▸ Исходный текст
┄┄┄┄┄┄┄┄┄┄┄┄┄┄┄┄┄┄┄┄

Повседневная жизнь российских жандармов - Борис Григорьев
Шрифт:
Интервал:
Закладка:
Руководителю заговора против Павла I графу Палену досужая молва приписывает следующие слова, якобы сказанные им П. И. Пестелю: «Если вы хотите сделать что-нибудь путем тайного общества, то это глупости, потому что, если вас двенадцать, двенадцатый непременно окажется предателем». Как показала история тайных обществ декабристов, старый интриган и конспиратор был недалек от истины.
Мы подробно рассказали о шести наиболее значимых доносчиках по делу декабристов, всего же их как минимум было 19 человек на 131 осужденного по этому делу, то есть каждый седьмой, а не двенадцатый, как утверждают некоторые историки, был доносчиком. Остальные, правда, были людьми значительно более мелкого калибра: это были заштатные проходимцы, пытавшиеся ловить свою золотую рыбку в воде, взбаламученной событиями 14 декабря, или зарвавшиеся авантюристы с уголовными наклонностями.
Не лишен практического интереса для историков не подтвердившийся при тщательной проверке донос отставного майора Жандармского полка И. В. Унишевского на дежурного штаб-офицера 4-го пехотного корпуса подполковника Л. В. Дубельта о его принадлежности «к тайным сходбищам в Киеве еще в 1816 году». Отставник Унишевский, «будучи призван по высочайшему повелению в Комиссию, отозвался, что он, кроме уже показанного им, ничего более присовокупить не может… Комиссия оставила сие без внимания». Так была официально подтверждена «неприкосновенность» будущего управляющего Третьим отделением, генерала от кавалерии Л. В. Дубельта (1793–1862) к делу о тайных обществах.

┄┄┄┄┄┄┄┄┄┄┄┄┄┄┄┄┄┄┄┄

▸ Задание
Продолжите текст о доносчиках по делу декабристов, начав сразу после его последнего предложения. Записи к этому тексту никакого отношения не имеют.

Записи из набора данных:
┄┄┄┄┄┄┄┄┄┄┄┄┄┄┄┄┄┄┄┄

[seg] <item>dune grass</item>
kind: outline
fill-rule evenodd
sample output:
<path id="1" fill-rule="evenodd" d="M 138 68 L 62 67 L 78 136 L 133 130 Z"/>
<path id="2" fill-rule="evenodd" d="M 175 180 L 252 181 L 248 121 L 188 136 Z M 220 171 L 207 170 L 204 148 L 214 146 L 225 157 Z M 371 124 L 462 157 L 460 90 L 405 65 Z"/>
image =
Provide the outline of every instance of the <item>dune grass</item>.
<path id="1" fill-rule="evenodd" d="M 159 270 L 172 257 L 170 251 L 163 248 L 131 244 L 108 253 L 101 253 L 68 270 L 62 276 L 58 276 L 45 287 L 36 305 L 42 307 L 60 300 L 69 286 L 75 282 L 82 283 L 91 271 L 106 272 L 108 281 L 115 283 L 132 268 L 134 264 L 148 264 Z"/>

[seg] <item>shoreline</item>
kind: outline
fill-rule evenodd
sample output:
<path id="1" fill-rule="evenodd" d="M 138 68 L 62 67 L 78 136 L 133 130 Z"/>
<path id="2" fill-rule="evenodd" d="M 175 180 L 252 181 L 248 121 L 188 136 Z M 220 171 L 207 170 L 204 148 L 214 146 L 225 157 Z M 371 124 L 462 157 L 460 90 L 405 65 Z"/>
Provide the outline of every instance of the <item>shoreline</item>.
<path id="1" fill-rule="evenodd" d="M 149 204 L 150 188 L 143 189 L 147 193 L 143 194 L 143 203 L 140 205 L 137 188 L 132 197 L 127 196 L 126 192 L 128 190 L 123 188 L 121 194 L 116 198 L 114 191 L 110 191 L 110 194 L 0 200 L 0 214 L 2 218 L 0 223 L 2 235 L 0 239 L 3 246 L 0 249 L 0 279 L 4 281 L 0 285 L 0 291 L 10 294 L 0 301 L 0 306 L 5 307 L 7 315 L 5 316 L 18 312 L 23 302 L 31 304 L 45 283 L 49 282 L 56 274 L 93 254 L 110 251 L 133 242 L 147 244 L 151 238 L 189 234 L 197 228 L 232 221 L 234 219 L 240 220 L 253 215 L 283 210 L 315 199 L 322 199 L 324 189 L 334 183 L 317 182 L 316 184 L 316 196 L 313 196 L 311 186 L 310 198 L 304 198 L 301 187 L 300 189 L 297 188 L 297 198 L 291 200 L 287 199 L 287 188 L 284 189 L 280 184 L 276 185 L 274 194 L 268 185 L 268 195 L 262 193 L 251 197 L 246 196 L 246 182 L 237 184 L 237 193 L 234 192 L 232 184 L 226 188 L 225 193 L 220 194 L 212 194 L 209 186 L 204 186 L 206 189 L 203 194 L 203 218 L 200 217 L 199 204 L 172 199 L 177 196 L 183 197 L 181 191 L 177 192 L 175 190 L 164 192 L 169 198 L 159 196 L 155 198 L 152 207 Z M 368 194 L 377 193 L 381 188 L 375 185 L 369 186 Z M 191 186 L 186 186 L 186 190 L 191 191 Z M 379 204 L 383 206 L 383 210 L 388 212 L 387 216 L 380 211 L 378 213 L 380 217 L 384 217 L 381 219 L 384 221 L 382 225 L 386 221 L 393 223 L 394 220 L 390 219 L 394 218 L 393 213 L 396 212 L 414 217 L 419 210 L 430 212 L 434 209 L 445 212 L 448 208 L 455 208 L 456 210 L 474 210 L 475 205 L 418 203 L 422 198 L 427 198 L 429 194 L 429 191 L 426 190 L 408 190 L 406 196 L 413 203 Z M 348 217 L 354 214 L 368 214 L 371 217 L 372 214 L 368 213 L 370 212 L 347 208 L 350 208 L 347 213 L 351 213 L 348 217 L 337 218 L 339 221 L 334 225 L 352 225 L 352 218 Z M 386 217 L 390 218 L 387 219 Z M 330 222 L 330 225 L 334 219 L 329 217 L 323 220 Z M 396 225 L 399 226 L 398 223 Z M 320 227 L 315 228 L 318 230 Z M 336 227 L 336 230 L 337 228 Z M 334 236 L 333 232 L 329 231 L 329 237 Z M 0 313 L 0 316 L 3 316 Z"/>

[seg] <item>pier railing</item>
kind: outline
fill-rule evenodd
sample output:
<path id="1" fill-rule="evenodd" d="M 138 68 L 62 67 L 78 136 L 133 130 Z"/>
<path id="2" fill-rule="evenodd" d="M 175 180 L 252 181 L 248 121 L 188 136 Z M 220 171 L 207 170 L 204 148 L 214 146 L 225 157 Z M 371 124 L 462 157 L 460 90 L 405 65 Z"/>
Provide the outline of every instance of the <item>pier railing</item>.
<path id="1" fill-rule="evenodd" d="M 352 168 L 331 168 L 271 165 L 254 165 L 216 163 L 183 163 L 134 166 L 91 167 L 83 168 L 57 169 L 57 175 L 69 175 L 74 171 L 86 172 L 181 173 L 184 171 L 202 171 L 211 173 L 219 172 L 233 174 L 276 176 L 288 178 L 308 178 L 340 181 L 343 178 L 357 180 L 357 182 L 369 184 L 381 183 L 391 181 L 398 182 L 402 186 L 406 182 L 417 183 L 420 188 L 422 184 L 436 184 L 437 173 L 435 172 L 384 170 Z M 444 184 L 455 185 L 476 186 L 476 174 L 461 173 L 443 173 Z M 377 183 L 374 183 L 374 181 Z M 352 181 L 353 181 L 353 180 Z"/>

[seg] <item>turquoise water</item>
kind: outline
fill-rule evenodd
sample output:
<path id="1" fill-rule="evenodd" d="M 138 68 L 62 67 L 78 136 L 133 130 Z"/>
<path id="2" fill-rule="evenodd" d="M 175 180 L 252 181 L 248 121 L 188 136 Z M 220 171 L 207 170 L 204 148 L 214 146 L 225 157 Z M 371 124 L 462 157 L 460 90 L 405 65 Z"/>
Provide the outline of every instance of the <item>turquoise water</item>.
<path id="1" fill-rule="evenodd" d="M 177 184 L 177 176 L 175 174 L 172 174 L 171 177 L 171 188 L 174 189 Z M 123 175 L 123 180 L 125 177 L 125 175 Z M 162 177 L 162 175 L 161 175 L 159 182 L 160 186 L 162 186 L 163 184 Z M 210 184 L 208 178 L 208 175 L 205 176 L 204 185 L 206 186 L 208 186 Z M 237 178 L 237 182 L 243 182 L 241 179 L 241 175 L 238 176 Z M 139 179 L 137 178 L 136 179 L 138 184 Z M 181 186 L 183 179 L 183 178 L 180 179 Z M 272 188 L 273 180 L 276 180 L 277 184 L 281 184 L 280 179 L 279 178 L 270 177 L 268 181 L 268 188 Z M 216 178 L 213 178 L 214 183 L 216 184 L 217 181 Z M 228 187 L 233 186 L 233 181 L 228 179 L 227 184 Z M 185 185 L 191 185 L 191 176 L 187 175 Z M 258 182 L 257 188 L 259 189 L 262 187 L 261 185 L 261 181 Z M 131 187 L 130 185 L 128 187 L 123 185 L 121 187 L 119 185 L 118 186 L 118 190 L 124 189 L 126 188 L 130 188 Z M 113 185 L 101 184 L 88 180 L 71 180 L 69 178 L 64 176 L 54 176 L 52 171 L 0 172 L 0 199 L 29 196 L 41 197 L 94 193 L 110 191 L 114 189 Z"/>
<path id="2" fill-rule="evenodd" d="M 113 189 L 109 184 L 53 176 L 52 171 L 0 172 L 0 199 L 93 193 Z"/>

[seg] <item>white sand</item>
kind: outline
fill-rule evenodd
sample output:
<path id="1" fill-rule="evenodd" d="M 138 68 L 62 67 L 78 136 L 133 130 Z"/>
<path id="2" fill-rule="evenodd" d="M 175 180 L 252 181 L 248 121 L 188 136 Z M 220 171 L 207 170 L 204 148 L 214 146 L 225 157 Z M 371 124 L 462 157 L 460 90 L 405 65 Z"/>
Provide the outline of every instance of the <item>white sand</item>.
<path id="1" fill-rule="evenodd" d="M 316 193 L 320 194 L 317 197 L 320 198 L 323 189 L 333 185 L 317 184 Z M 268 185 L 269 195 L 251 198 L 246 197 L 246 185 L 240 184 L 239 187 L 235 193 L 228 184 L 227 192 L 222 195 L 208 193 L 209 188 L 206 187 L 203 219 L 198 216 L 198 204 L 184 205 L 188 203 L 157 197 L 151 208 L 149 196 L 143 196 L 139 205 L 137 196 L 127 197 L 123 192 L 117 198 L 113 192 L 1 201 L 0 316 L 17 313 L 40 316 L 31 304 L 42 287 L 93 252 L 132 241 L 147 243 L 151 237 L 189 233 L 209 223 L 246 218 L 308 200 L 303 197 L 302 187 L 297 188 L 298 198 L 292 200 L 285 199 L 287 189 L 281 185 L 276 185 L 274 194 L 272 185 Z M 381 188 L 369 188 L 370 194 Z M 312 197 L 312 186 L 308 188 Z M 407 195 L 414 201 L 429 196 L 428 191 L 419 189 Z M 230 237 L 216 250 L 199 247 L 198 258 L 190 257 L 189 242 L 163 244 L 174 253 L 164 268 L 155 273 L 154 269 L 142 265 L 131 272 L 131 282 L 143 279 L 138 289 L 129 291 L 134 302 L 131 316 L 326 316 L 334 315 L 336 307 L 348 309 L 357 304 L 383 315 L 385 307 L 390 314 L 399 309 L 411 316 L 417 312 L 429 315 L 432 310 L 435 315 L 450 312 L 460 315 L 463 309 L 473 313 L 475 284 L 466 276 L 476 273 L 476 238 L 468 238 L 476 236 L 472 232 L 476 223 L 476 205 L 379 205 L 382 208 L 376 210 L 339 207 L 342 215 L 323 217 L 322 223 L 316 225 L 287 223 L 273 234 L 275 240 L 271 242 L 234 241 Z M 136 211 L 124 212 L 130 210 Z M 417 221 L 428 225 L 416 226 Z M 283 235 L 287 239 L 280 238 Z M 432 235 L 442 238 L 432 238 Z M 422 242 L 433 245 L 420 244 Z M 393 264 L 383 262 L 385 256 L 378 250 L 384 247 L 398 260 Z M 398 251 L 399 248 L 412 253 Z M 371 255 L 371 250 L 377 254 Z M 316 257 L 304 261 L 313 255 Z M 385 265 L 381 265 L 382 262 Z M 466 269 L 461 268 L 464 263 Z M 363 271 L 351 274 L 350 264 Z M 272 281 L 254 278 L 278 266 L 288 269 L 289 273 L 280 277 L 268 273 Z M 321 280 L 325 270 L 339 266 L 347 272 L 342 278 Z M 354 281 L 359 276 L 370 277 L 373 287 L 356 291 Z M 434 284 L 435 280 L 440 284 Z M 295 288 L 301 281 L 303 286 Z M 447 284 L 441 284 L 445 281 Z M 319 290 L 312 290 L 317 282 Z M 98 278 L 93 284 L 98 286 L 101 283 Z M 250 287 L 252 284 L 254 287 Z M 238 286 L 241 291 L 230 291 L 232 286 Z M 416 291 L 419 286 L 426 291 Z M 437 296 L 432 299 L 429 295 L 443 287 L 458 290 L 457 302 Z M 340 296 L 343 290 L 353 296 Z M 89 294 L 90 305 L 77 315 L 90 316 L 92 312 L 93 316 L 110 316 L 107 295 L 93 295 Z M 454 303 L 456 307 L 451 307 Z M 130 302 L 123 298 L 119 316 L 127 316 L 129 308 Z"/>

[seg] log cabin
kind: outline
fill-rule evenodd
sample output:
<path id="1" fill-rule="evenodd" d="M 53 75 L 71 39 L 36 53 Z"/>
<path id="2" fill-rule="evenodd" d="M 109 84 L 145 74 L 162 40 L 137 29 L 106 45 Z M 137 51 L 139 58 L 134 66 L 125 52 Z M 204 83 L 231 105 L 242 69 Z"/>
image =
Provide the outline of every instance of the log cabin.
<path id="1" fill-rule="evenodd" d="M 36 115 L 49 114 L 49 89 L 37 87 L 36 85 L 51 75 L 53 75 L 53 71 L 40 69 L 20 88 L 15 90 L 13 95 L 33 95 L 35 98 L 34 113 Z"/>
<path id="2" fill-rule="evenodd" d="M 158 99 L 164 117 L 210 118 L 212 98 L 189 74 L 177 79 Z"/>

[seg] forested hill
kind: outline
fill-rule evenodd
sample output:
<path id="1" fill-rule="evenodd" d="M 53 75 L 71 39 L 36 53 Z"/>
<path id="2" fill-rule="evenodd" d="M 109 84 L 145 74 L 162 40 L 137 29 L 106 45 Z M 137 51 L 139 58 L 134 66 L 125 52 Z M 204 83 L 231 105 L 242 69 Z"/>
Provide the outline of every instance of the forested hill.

┄┄┄┄┄┄┄┄┄┄┄┄┄┄┄┄┄┄┄┄

▸ Ответ
На особом месте среди всех этих доносчиков, по нашему мнению, находятся два декабриста, дрогнувшие перед самым выступлением на Сенатской площади и поставившие в известность власти о его скором начале. Речь идет о титулярном советнике, чиновнике канцелярии петербургского военного генерал-губернатора графа Милорадовича Г. А. Перетце (1789–1890), члене Союза благоденствия, организаторе вместе с Ф. Н. Глинкой (1786–1880) самостоятельной ячейки тайного общества. Г. А. Перетц в канун восстания (12 или 13 декабря) просил действительного тайного советника Гурьева предупредить графа М. А. Милорадовича о возможности возмущения в день присяги Николаю I. Судя по тому, что после поражения восстания Перетц в беседе с декабристом Д. А. Искрицким высказывал довольно трезвые суждения о том, что «бунтовщики весьма глупо сделали, начав дело, не быв уверены в войске и без артиллерии… что вместо дворца пошли на площадь; что, не видев… артиллерии, простояли неподвижно, как бы дожидавшись, чтобы ее привезли на их погибель», возможным мотивом его предательского поступка могло быть неверие в успех восстания. Как бы то ни было, за свое участие в тайном обществе он отделался лишь легким испугом: просидев в Петропавловской крепости полгода, он «по высочайшему повелению» в июне 1826 года был отослан на жительство в Пермь, где предписано было «…иметь за ним бдительный надзор и ежемесячно доносить о поведении». Впоследствии ему было разрешено жить везде, за исключением столичных губерний.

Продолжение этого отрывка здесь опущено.